> [Instructions for the task] Lay out as a numbered list the lines of the material starting at the line that contains "Place one point on every instance of the flat" and ending at the last line of the material, with both of those lines included. Leave out any blank lines.

> [Records supplied]
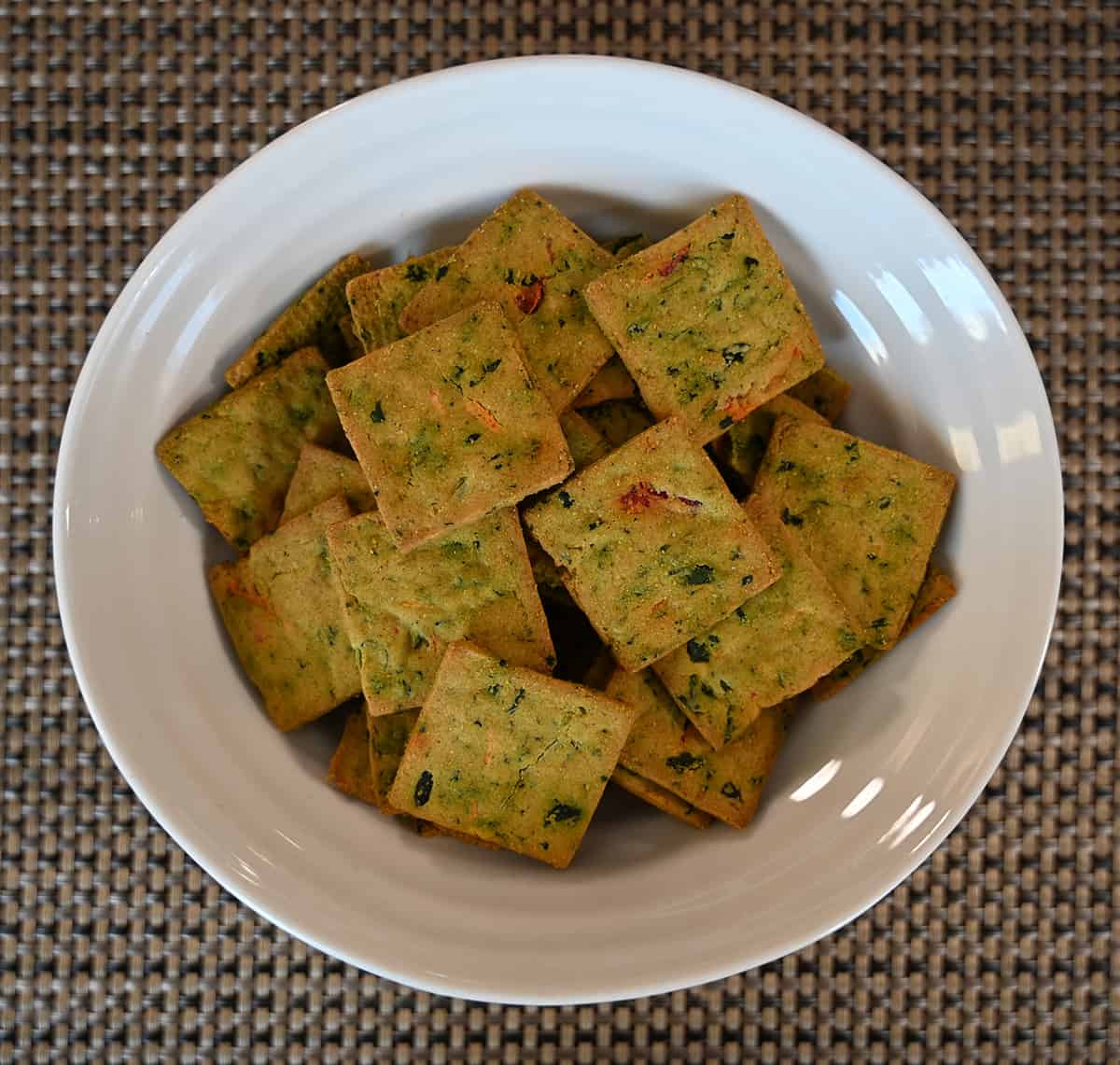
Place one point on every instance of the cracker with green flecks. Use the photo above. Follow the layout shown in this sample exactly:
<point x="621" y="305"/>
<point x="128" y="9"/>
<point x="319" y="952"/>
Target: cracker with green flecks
<point x="613" y="382"/>
<point x="824" y="391"/>
<point x="619" y="420"/>
<point x="660" y="797"/>
<point x="739" y="452"/>
<point x="586" y="443"/>
<point x="868" y="516"/>
<point x="935" y="592"/>
<point x="533" y="261"/>
<point x="653" y="545"/>
<point x="285" y="620"/>
<point x="402" y="610"/>
<point x="320" y="475"/>
<point x="311" y="321"/>
<point x="350" y="768"/>
<point x="378" y="298"/>
<point x="707" y="321"/>
<point x="238" y="455"/>
<point x="510" y="756"/>
<point x="665" y="749"/>
<point x="448" y="426"/>
<point x="771" y="649"/>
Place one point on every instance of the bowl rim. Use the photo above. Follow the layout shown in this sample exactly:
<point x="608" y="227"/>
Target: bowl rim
<point x="698" y="973"/>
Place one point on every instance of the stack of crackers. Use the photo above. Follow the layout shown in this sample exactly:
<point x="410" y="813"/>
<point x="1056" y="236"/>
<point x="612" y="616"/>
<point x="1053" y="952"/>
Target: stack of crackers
<point x="560" y="513"/>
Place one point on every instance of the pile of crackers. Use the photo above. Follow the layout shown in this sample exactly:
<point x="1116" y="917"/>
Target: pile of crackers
<point x="560" y="513"/>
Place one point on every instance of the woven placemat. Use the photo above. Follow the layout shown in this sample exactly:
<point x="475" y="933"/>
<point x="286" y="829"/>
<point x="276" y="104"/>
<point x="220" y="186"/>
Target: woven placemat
<point x="115" y="119"/>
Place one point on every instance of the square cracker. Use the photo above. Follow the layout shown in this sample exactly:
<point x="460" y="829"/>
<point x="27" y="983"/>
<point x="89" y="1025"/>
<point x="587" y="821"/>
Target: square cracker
<point x="935" y="592"/>
<point x="739" y="452"/>
<point x="653" y="544"/>
<point x="378" y="298"/>
<point x="868" y="516"/>
<point x="238" y="455"/>
<point x="350" y="768"/>
<point x="402" y="610"/>
<point x="311" y="320"/>
<point x="770" y="650"/>
<point x="448" y="426"/>
<point x="707" y="321"/>
<point x="533" y="261"/>
<point x="510" y="756"/>
<point x="665" y="750"/>
<point x="660" y="797"/>
<point x="320" y="475"/>
<point x="824" y="391"/>
<point x="285" y="620"/>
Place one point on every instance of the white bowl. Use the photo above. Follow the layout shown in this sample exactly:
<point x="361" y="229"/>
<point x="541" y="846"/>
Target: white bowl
<point x="869" y="783"/>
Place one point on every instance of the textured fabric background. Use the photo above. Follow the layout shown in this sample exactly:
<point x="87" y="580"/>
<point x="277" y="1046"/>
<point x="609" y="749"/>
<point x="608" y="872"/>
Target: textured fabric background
<point x="1002" y="946"/>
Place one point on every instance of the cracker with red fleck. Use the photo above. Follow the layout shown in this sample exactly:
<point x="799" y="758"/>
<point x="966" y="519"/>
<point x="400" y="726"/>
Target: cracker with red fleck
<point x="448" y="426"/>
<point x="652" y="544"/>
<point x="707" y="321"/>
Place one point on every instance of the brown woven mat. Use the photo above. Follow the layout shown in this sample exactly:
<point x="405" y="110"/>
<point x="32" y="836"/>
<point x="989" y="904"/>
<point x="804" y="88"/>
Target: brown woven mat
<point x="1002" y="946"/>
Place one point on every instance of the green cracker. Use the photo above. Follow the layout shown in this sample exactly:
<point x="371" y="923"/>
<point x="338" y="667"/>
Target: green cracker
<point x="935" y="592"/>
<point x="660" y="797"/>
<point x="767" y="651"/>
<point x="665" y="750"/>
<point x="824" y="391"/>
<point x="402" y="610"/>
<point x="320" y="475"/>
<point x="350" y="768"/>
<point x="533" y="261"/>
<point x="285" y="620"/>
<point x="653" y="544"/>
<point x="707" y="321"/>
<point x="311" y="320"/>
<point x="510" y="756"/>
<point x="619" y="420"/>
<point x="236" y="457"/>
<point x="739" y="452"/>
<point x="613" y="382"/>
<point x="378" y="298"/>
<point x="448" y="426"/>
<point x="866" y="515"/>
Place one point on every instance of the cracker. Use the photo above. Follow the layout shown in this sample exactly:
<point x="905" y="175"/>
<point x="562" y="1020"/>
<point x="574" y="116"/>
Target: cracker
<point x="660" y="797"/>
<point x="868" y="516"/>
<point x="613" y="382"/>
<point x="402" y="610"/>
<point x="510" y="756"/>
<point x="619" y="420"/>
<point x="285" y="620"/>
<point x="448" y="426"/>
<point x="378" y="298"/>
<point x="665" y="750"/>
<point x="311" y="320"/>
<point x="350" y="765"/>
<point x="707" y="321"/>
<point x="739" y="452"/>
<point x="824" y="391"/>
<point x="320" y="475"/>
<point x="654" y="548"/>
<point x="533" y="261"/>
<point x="768" y="650"/>
<point x="236" y="457"/>
<point x="935" y="592"/>
<point x="585" y="442"/>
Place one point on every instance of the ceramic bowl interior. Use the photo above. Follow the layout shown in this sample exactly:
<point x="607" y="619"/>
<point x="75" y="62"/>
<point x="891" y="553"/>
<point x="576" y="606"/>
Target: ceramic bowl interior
<point x="869" y="783"/>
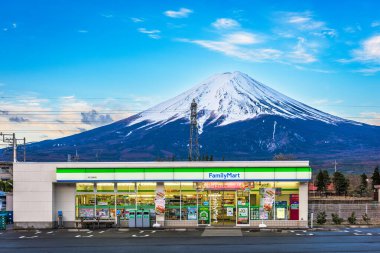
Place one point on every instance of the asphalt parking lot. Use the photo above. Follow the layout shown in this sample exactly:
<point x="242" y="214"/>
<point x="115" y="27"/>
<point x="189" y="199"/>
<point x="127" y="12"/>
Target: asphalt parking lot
<point x="215" y="240"/>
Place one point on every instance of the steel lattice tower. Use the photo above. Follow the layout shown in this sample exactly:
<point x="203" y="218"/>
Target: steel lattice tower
<point x="193" y="143"/>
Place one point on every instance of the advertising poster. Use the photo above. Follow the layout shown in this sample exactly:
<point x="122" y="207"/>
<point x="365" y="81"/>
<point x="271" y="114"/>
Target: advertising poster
<point x="230" y="211"/>
<point x="191" y="213"/>
<point x="204" y="217"/>
<point x="86" y="212"/>
<point x="159" y="201"/>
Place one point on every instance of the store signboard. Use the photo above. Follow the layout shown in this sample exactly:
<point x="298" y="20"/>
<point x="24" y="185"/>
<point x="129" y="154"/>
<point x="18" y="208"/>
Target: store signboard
<point x="184" y="174"/>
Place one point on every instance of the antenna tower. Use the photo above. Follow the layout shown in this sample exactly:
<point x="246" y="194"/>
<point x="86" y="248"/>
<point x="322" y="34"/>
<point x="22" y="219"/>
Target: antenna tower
<point x="193" y="143"/>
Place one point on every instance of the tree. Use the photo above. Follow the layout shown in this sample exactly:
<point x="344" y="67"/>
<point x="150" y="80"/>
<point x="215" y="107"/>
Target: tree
<point x="375" y="177"/>
<point x="323" y="180"/>
<point x="363" y="187"/>
<point x="341" y="183"/>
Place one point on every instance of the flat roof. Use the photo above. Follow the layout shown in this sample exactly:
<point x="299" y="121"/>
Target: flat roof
<point x="183" y="164"/>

> [Solved exercise]
1. Place one point on every instance of the flat roof. Use the photo above. Follow the layout shown in this sample exactly:
2. <point x="299" y="121"/>
3. Target: flat roof
4. <point x="183" y="164"/>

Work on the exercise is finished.